───── Records for processing

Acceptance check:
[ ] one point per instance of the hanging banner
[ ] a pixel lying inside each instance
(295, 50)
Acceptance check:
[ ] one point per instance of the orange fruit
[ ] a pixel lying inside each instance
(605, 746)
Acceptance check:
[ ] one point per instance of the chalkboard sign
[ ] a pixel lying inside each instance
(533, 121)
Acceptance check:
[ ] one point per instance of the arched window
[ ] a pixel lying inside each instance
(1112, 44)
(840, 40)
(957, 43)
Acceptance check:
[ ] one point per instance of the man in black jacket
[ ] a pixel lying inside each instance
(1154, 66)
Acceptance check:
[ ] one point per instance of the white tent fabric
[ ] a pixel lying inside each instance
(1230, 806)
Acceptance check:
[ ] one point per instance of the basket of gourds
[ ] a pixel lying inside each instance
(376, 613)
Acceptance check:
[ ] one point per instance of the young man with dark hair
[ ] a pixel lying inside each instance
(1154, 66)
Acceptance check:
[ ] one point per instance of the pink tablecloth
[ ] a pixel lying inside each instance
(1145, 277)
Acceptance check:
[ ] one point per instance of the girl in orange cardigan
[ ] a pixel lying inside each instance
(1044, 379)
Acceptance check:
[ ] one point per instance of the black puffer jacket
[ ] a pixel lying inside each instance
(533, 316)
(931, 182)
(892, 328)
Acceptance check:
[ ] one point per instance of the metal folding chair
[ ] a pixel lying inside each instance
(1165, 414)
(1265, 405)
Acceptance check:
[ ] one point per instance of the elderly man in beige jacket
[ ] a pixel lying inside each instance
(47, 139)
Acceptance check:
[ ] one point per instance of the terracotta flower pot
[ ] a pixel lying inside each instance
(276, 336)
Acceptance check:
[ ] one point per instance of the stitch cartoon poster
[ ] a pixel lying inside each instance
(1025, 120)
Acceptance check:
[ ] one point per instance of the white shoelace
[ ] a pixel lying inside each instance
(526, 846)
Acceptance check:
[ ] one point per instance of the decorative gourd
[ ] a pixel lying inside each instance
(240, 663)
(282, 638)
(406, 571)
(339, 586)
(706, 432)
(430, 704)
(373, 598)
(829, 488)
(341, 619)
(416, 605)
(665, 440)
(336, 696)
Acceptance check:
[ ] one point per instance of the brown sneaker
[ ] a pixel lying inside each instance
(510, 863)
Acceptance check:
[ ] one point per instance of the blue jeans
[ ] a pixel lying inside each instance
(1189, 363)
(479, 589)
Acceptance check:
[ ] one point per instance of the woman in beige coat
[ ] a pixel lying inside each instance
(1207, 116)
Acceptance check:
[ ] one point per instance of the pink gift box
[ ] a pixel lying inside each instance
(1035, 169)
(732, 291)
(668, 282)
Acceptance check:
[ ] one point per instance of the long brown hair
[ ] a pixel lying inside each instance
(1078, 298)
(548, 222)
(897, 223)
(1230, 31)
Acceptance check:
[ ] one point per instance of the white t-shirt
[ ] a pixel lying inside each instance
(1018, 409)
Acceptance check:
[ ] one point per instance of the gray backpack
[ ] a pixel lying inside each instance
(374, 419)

──────────

- _Try it_
Give the listing again exactly as it appears.

- _Solution to this task_
Acceptance check:
[ ] one point per instance of the hanging banner
[ ] a pixel lying inside each instance
(295, 50)
Acceptance check:
[ ] one point per instance of the orange fruit
[ ] a pixel lying inside each instance
(605, 746)
Acceptance check:
[ ] one point per instance of the chalkboard sign
[ ] a pixel lying inside each instance
(533, 121)
Acceptance check:
[ ] one point per instance of the arched window
[ ] a pixel lying inside each instance
(1112, 44)
(840, 40)
(957, 43)
Acceptance check:
[ ] one point per instance of the man in black jacket
[ ] a pixel lying inside each instance
(1154, 66)
Acceptance check:
[ ] one point per instance of the white tent fabric
[ ] a pixel lying inside each instance
(1230, 806)
Acceptance check:
[ ] one point per instance of the basket of gourds
[ ] a pixel lying inside each instance
(376, 613)
Acceptance check:
[ ] one point per instance of the young man with dark hair
[ ] a pixel lying inside each instance
(1154, 66)
Acceptance check:
[ ] one point per instance of the pink tablecloth
[ ] a pixel lying inside each instance
(1145, 277)
Acceptance check:
[ ] one point per instance of the girl in orange cardigan
[ ] a pixel lying inside each instance
(1044, 379)
Acceptance check:
[ ] one point per instance of the black puffer jacket
[ ] a pixel lying inside each instance
(533, 316)
(931, 182)
(892, 328)
Acceptance check:
[ ] one point per instance of the metal folding chair
[ ] a pixel lying inside each instance
(1165, 414)
(1265, 405)
Acceptance check:
[ ] one point per instance of the elderly man in beige jacket
[ ] a pixel lying inside each instance
(47, 139)
Acceptance check:
[ ] one point per instance of the terracotta flower pot
[ ] a pixel lying inside each instance
(276, 336)
Acceptance check:
[ ] one point per instance of the stitch cartoon poster
[ ] a pixel lying inside each instance
(1025, 120)
Acceptance check:
[ ] one point per instance of the white shoelace
[ ] a pixel lying inside each instance
(526, 846)
Acceptance check:
[ ] one point per instance of the decorative gourd
[ ] a pixel lying inside each instance
(240, 663)
(282, 638)
(406, 571)
(339, 586)
(706, 432)
(430, 704)
(373, 598)
(829, 488)
(341, 619)
(416, 605)
(665, 440)
(336, 696)
Acceptance check:
[ ] one point per instance of the brown sneaker
[ ] a pixel lying inside each instance
(510, 863)
Acceptance check:
[ ] one point per instance of the blue jeans
[ ] a pixel lying inside each instance
(1189, 363)
(479, 589)
Acceptance check:
[ ] one point per instance of the woman in beige coat
[ ] a pixel lying inside each instance
(1207, 116)
Acceptance check:
[ ] one point per instance of the pink gift box
[ ] a pixel lying inside each instance
(1035, 169)
(732, 291)
(668, 282)
Acceptance check:
[ ] one point per instance of the long brown hair
[ ] a pixel lying inside each instance
(1078, 298)
(548, 222)
(897, 223)
(1230, 31)
Acceptance check:
[ ] one point per instance of the white t-shirt
[ ] a pixel lying inside each instance
(1018, 409)
Acceptance check:
[ ] one point per instance of the gray backpack
[ ] a pixel lying inside each instance
(374, 419)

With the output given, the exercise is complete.